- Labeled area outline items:
_ _ _ _

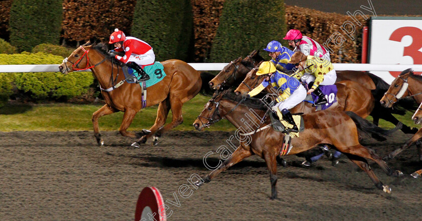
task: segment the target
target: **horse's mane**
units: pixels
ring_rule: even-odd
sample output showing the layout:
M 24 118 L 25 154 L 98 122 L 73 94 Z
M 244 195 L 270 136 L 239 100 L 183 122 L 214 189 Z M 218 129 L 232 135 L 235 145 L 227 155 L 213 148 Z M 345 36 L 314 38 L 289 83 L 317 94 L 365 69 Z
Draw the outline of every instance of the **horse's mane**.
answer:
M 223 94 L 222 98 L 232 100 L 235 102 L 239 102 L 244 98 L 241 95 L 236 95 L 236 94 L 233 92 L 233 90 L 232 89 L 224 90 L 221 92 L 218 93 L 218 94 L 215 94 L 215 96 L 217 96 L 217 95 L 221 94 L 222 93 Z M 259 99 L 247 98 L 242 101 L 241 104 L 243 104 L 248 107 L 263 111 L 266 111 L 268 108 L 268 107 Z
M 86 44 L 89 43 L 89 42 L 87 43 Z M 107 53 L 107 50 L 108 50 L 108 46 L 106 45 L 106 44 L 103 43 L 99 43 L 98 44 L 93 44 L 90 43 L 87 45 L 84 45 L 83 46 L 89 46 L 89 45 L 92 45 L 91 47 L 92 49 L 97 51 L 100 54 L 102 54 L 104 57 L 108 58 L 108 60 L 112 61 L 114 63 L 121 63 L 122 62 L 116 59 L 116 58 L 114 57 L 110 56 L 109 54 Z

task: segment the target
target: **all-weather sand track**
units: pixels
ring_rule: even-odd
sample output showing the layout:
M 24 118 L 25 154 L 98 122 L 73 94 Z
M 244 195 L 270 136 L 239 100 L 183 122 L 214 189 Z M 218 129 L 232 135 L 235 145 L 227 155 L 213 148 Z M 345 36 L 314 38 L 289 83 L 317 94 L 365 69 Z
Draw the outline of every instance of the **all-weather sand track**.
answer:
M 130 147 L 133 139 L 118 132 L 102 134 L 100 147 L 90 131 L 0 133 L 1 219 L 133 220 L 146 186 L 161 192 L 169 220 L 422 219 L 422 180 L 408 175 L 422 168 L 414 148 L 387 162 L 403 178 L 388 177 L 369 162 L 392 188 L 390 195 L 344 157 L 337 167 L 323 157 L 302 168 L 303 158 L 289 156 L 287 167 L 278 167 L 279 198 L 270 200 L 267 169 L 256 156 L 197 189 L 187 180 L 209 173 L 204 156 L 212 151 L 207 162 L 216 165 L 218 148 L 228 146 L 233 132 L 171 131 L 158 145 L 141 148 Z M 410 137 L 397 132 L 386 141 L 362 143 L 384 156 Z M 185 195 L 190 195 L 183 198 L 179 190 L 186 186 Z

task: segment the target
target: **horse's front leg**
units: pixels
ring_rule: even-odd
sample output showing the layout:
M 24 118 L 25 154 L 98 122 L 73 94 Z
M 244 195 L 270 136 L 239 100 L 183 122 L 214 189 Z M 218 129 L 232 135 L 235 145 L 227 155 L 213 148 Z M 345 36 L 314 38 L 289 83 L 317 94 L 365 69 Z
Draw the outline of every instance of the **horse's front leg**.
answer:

_ _ _ _

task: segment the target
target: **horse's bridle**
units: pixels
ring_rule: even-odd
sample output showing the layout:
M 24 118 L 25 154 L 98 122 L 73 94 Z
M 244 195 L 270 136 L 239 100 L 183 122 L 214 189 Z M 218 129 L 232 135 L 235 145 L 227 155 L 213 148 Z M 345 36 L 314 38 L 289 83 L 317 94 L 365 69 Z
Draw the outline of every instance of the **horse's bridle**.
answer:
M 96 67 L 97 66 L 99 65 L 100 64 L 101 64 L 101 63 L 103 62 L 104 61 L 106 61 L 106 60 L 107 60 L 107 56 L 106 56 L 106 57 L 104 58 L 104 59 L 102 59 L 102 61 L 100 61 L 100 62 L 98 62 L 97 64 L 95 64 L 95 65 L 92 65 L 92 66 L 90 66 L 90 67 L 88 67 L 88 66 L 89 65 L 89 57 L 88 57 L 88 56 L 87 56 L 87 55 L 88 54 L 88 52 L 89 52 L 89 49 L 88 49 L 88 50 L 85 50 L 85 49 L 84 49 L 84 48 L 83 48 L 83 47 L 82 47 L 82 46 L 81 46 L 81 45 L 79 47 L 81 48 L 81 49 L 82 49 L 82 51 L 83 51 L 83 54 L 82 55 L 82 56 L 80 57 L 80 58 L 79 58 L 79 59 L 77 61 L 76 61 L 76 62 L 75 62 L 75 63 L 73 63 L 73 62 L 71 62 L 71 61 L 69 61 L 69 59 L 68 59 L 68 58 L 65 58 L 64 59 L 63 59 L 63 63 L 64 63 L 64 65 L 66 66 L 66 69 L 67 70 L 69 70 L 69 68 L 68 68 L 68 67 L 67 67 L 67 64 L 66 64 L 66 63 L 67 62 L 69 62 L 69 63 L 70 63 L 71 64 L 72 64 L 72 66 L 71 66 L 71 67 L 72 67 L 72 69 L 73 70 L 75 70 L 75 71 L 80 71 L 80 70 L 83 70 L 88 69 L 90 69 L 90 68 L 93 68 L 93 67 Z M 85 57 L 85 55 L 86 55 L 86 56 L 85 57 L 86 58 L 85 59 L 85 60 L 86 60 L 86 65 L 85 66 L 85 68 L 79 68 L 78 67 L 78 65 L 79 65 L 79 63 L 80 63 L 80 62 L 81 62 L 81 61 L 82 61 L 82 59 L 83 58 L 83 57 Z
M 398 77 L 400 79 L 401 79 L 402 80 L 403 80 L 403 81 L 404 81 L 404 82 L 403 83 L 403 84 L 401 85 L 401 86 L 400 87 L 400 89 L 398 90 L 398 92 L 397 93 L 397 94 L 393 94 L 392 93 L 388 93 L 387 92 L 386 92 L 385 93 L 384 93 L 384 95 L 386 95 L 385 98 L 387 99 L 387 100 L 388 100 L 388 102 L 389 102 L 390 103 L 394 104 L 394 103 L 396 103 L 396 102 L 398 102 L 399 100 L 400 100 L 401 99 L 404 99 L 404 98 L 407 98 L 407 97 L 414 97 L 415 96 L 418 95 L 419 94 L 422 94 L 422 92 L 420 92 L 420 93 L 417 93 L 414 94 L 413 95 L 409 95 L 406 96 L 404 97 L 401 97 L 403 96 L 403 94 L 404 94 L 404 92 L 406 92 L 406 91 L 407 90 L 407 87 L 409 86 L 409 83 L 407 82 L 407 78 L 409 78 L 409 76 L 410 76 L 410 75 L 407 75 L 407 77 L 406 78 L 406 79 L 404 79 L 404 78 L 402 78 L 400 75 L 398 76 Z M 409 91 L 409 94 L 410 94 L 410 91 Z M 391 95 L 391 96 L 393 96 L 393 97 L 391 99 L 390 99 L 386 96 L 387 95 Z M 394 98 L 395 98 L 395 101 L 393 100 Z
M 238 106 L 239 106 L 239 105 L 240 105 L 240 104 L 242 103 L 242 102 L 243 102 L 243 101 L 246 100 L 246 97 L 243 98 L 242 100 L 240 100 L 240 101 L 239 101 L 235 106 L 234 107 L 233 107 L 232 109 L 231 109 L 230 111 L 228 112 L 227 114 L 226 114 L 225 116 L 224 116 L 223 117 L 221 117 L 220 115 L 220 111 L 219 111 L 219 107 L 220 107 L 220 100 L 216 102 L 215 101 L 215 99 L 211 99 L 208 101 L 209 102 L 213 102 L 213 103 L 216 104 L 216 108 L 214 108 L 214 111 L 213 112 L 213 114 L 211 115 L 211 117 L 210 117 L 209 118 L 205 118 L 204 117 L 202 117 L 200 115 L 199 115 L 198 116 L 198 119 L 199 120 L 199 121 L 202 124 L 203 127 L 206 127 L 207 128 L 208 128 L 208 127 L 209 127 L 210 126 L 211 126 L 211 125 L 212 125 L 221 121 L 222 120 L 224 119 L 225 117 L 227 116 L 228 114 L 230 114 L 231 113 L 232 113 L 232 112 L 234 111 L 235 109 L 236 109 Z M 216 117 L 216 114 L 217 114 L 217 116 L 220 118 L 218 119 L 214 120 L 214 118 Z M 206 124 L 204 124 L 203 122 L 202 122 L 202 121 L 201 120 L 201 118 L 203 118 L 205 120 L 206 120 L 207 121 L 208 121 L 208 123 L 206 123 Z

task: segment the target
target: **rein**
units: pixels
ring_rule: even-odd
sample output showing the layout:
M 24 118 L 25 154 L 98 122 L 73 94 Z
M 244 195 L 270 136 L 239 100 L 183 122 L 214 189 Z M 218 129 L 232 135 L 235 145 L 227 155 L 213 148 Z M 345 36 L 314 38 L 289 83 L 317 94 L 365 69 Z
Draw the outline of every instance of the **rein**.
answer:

_ _ _ _

- TASK REQUIREMENTS:
Pick out the lines in the records above that contain the word "every", and copy each one.

- CORRECT RESPONSE:
Draw the outline of every instance of the **horse's mane**.
Draw the outline of every instance of the **all-weather sand track**.
Draw the outline of every instance of the **horse's front leg**.
Draw the outline of every instance of the **horse's bridle**.
Draw the outline of every instance of the **rein**.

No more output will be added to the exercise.